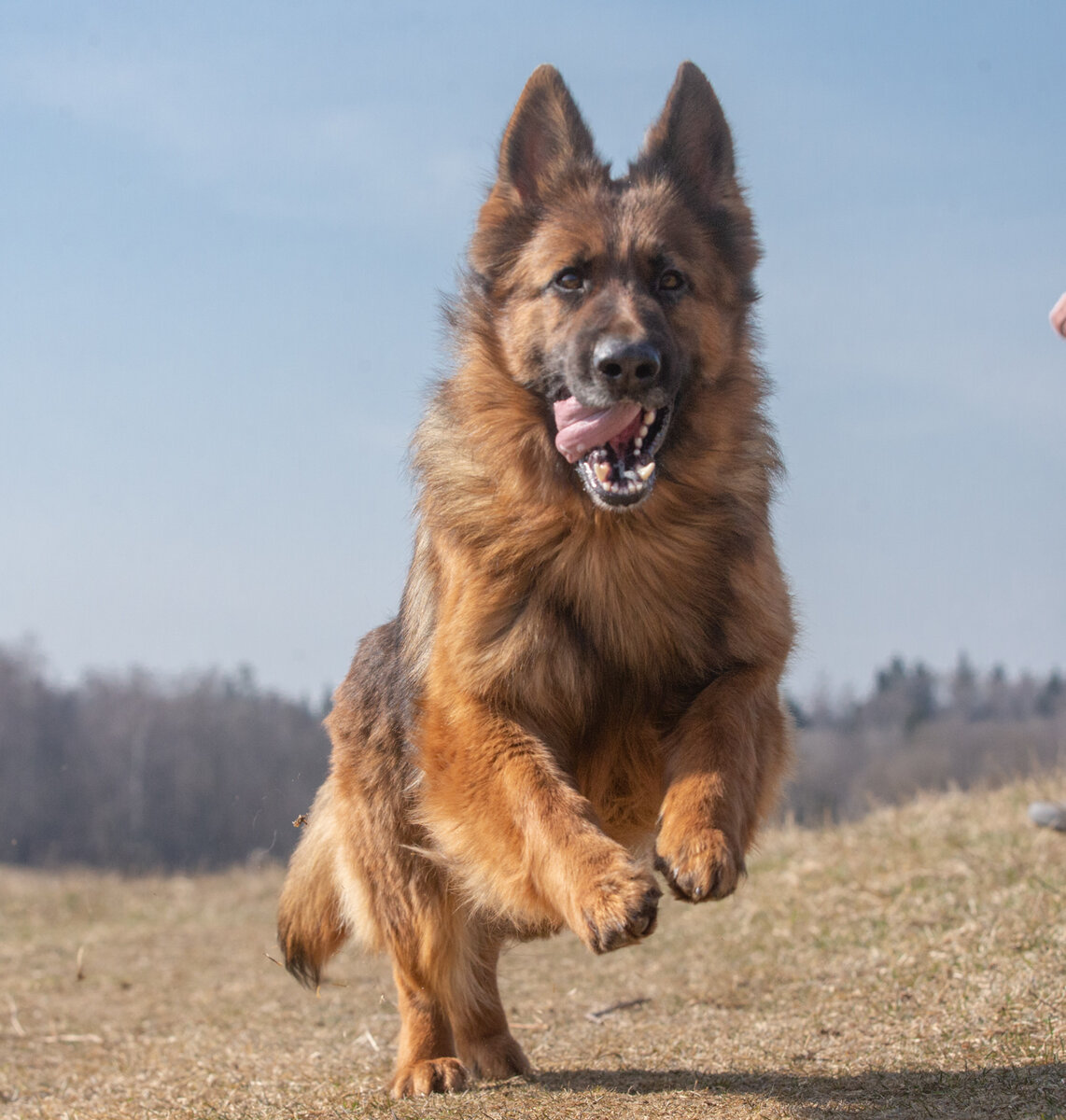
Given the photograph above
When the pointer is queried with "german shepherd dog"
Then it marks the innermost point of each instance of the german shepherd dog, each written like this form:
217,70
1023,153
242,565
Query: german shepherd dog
582,687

**Exercise details**
Reproduce the listing above verbatim, line for line, and omit the picture.

**Full answer**
Given the photograph above
When the pointer is queried with "german shepherd dog"
Then it marks the innermost point of each instance of the german shepherd dog, each written like this form:
217,70
1023,153
242,565
Query: german shepherd dog
582,687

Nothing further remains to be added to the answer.